WORK TO COMPLETE: Exactly as they appear, copy the lines of the listing from the one containing "Drop one point on every instance of the player's face" through the final line, both included, and nothing else.

[Start]

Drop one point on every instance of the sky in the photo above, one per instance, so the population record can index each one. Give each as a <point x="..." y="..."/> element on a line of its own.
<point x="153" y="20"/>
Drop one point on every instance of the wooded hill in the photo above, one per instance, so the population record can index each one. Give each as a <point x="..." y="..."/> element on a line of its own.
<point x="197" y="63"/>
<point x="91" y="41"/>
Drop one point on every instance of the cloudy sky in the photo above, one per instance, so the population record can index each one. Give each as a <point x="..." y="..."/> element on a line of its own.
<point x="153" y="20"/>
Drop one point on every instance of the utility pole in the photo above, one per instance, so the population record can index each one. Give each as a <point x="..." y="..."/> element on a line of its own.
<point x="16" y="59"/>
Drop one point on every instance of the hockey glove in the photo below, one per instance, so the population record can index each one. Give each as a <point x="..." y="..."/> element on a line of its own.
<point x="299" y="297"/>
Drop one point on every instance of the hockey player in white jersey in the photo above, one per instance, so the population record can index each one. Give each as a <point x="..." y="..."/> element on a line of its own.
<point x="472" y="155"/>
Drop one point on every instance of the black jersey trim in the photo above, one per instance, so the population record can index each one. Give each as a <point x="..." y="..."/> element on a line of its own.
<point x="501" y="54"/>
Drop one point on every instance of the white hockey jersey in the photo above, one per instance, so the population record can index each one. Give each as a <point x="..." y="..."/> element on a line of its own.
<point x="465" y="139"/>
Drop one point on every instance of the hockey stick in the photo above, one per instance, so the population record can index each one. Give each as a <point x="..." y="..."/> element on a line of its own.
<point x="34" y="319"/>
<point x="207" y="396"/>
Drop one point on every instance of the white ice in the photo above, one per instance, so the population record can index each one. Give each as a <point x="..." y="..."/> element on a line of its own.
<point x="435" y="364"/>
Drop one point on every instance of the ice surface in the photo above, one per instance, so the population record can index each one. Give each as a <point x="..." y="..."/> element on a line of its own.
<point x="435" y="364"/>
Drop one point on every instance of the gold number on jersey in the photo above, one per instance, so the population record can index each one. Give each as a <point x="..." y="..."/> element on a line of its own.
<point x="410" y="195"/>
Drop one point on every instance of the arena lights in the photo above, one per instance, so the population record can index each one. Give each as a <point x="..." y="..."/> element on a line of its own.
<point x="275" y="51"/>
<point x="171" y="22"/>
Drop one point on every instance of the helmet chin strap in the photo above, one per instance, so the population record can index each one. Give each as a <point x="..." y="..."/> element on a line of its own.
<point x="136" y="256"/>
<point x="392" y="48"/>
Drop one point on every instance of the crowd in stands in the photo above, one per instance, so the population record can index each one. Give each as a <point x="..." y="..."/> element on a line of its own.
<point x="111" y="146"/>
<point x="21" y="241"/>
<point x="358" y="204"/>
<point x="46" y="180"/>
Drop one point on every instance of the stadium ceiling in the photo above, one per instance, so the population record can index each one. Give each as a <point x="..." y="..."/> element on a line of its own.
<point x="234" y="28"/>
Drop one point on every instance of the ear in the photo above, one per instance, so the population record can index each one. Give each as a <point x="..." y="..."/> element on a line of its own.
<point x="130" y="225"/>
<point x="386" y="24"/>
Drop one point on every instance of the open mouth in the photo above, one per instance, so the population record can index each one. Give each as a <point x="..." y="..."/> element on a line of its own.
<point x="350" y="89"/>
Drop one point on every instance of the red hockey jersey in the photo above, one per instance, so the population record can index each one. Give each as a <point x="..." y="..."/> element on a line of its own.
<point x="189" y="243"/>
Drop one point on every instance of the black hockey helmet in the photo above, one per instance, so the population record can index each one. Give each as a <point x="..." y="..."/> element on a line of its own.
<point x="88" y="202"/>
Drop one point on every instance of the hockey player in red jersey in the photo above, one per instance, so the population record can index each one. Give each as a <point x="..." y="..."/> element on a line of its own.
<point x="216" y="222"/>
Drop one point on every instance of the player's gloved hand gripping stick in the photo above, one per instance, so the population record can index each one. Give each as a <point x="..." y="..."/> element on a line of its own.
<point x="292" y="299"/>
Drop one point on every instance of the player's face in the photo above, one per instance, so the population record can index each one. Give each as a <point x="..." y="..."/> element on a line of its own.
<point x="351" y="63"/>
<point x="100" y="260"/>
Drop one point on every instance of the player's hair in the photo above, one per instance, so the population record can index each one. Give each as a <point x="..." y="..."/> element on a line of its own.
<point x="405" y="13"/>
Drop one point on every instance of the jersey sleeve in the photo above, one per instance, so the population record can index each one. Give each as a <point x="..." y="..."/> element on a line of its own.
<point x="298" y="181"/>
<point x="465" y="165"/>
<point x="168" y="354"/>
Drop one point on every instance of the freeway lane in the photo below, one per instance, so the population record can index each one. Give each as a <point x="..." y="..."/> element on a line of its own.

[End]

RESULT OF THIS TASK:
Drop one point on every instance of the player's face in the photo above, one per instance, so the population record can index each one. Give each as a <point x="..." y="..."/> element on a line of its own.
<point x="351" y="63"/>
<point x="100" y="260"/>
Drop one point on every instance of the player's hair in the photo above, one per instance, so the population record can index each one. Give each as a <point x="..." y="..."/> element on a line of its own.
<point x="405" y="13"/>
Drop one point on every instance of the jersey sleeve in the photo above, one per instance, so the population record can index each one. Give each as a <point x="..." y="..."/> element on a line of its own.
<point x="298" y="181"/>
<point x="465" y="165"/>
<point x="168" y="354"/>
Drop one point on every instance of the freeway lane in the photo below, one per instance, so the population record can index each one. Give each as a <point x="..." y="..."/> element on a line of its own.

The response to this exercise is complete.